------ Dataset

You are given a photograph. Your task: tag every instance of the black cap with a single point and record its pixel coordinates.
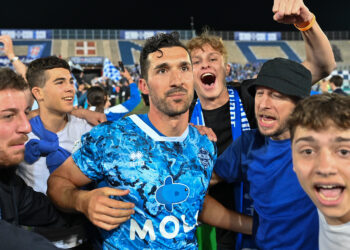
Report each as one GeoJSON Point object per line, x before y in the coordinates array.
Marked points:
{"type": "Point", "coordinates": [285, 76]}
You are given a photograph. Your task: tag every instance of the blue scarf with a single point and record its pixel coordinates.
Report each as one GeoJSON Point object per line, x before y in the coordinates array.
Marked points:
{"type": "Point", "coordinates": [48, 146]}
{"type": "Point", "coordinates": [239, 121]}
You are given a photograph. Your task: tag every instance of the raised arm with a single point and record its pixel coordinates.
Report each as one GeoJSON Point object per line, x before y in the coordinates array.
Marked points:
{"type": "Point", "coordinates": [217, 215]}
{"type": "Point", "coordinates": [106, 213]}
{"type": "Point", "coordinates": [19, 67]}
{"type": "Point", "coordinates": [319, 55]}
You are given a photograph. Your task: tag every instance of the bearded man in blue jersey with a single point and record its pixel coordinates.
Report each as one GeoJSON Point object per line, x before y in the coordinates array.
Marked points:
{"type": "Point", "coordinates": [157, 168]}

------------

= The task =
Give back every line of the listing where the word "instance" shows up.

= Result of this exercise =
You are given a photograph. Your task: tag every instance of the black cap with a single point and record its pixel coordinates.
You are given a photograph. Your task: tag every instance of the blue scarf with a single point and record its pixel coordinates.
You are given a photograph. Your task: tag every instance of the raised arm with a single point and record its pixel coordinates.
You are given a photograph. Your task: tag every instance of the bearded man in blue jersey with a single point and record its pixel coordinates.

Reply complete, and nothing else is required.